Below are records that contain pictures; transcribe the text exactly and omit the pictures.
# # # #
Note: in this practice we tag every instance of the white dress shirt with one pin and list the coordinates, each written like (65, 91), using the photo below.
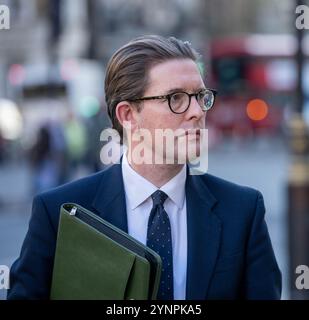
(138, 193)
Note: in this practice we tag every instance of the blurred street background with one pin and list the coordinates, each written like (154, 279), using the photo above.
(52, 108)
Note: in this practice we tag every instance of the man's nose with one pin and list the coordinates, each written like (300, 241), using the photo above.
(195, 110)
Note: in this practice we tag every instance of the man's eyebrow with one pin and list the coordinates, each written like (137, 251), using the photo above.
(184, 90)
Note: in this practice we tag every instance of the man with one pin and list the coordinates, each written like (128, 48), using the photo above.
(210, 233)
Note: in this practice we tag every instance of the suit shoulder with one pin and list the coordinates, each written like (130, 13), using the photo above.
(221, 186)
(81, 191)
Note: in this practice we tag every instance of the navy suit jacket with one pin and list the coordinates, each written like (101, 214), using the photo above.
(230, 255)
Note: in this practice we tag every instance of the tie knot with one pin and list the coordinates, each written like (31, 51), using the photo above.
(158, 197)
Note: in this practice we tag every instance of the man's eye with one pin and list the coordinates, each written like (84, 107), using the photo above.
(177, 97)
(201, 95)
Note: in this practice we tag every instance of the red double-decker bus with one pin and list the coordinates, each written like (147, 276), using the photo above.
(256, 79)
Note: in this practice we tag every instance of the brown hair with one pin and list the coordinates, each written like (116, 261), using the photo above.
(127, 71)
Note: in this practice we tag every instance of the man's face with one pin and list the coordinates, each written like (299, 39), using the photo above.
(173, 76)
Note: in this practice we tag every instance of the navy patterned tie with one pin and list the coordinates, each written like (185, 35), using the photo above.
(159, 239)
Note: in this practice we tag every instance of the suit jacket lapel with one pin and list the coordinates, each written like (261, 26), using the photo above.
(204, 233)
(110, 201)
(204, 227)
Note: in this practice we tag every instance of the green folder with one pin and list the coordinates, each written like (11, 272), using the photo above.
(96, 260)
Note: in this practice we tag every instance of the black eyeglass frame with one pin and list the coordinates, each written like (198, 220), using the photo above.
(169, 96)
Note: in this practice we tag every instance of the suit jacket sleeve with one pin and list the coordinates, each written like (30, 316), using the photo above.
(263, 277)
(30, 276)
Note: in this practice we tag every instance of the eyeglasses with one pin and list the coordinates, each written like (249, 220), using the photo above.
(179, 102)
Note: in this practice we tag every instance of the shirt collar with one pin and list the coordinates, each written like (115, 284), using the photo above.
(138, 189)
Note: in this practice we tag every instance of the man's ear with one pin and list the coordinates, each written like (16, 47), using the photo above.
(125, 112)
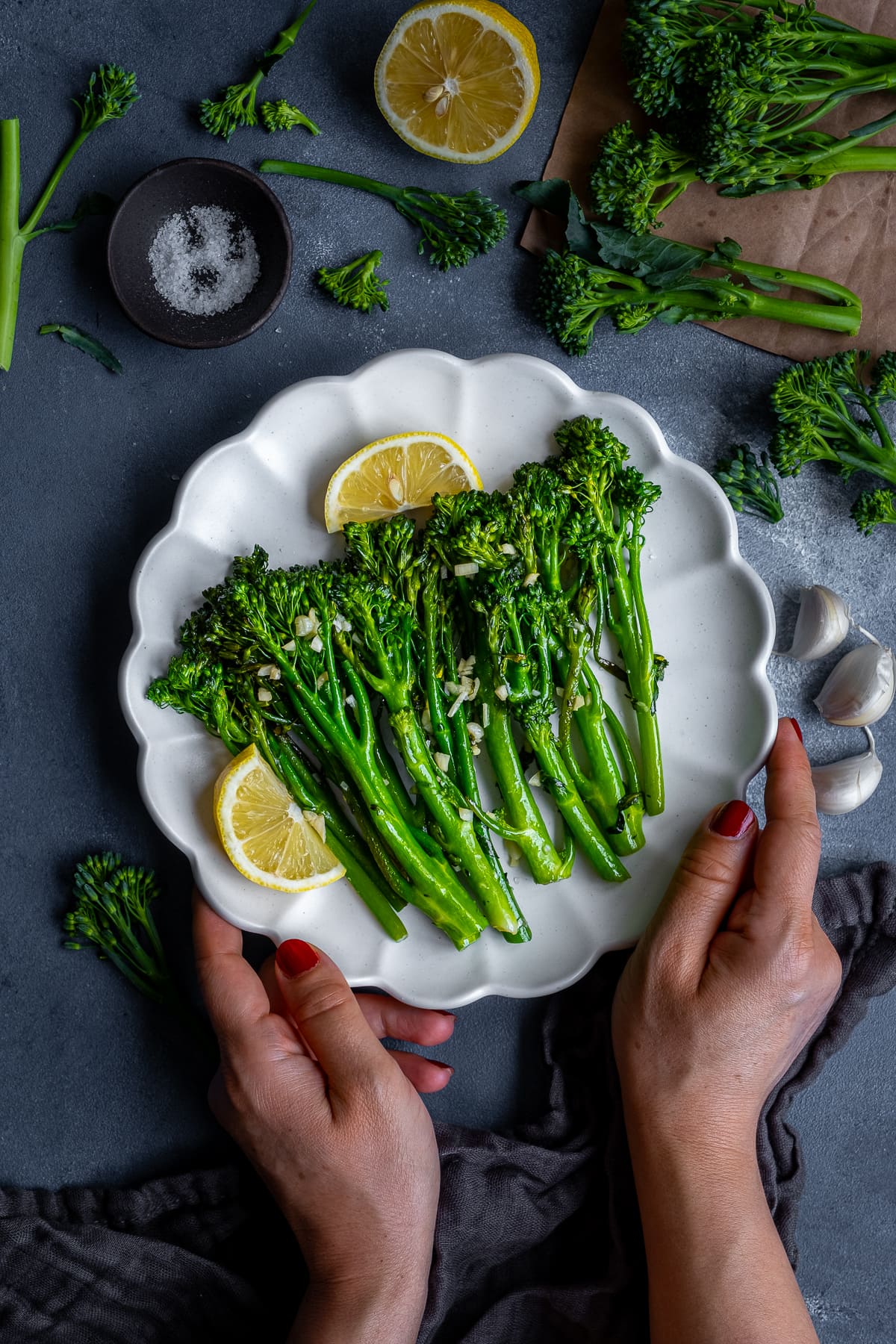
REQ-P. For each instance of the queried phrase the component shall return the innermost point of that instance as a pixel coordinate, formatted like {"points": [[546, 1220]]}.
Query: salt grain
{"points": [[205, 261]]}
# # # #
_Written solution_.
Note: in this practice we tag every instance of the white dress shirt with one pin and list the coordinates, each written like (65, 91), using the photo below.
(138, 193)
Note: in this practice we tag every instance of the blurred street background with one pin and list the coordinates, each written like (154, 279), using the photo above.
(52, 108)
Note: in this practice we tag every instance of the man's nose with one pin and list the coordinates, each written like (300, 241), using the photo above.
(195, 110)
Note: in this practice we tag every instance of the man's eyebrow with one pin and list the coordinates, each written like (137, 251), using the photo above.
(184, 90)
Note: in this practice we tag every instance of the man with one pin and list the coordinates, each written like (128, 48), using the photo above.
(210, 233)
Note: in this practice we tag every instance of the suit shoulder with one pin and list the coordinates, each written like (130, 13), using the photo above.
(221, 186)
(81, 191)
Note: in this practice we tag every instance of the navy suit jacket with one pin and list the coordinates, each written like (101, 214), using the photo above.
(230, 255)
Note: in this practice we tag every instance of the tie knot with one pin and list the coordinates, each written like (31, 51), using the photo above.
(158, 197)
Note: in this practice we tag every instance of the man's eye with one pin and list the coordinates, each written like (84, 107), using the photo above.
(177, 97)
(201, 95)
Note: in this practice we tag every instance of the red double-decker bus with one pin and list the coordinates, each written like (147, 276), using the photo above.
(256, 79)
Note: in this practice we tag every instance of the brown hair with one pin and list the coordinates, each written like (116, 261), using the photo above.
(127, 71)
Note: in this practice we tag every instance of the man's face with one pin and list the coordinates, each written like (299, 39), using the photo above.
(173, 76)
Note: in this practice we tag every instance of the navy patterned tie with one pin and list the coordinates, each written like (185, 35), using the photo above.
(159, 239)
Note: in this practice we tag every instance of the suit jacket lapel with one pin and list the coordinates, each written like (261, 26), using the photo above.
(204, 233)
(110, 201)
(204, 227)
Note: in this practice we tag every instance of the green folder with one pin and list the coordinates, each written like (11, 272), using the photo above.
(96, 260)
Note: in this practice we tag every instance of the black eyeglass frame with one pin and list the coordinates, each written like (198, 220), using the photo above.
(169, 96)
Note: in this practice we tag every instance of the suit jacket sleeve with one pin and list the coordinates, each written like (30, 316), using the photo above.
(263, 277)
(30, 276)
Note: in this practice we tag every instance of the eyeglasses with one pin and list the coordinates, each written like (249, 220), using the photo above.
(179, 102)
Note: in this practice we tag every instance of the shirt collar with one pin and list the coordinates, each written like (115, 284), using the photo above.
(138, 189)
Note: in this practice we tag every instance of the man's ear with one pin and list the coordinates, each written like (16, 47), using the photo above.
(125, 112)
REQ-P. For each instance of the queried phrase the component shall return the innermost point of that instance as a pixel coordinate, formatted like {"points": [[546, 1220]]}.
Query: salt grain
{"points": [[205, 261]]}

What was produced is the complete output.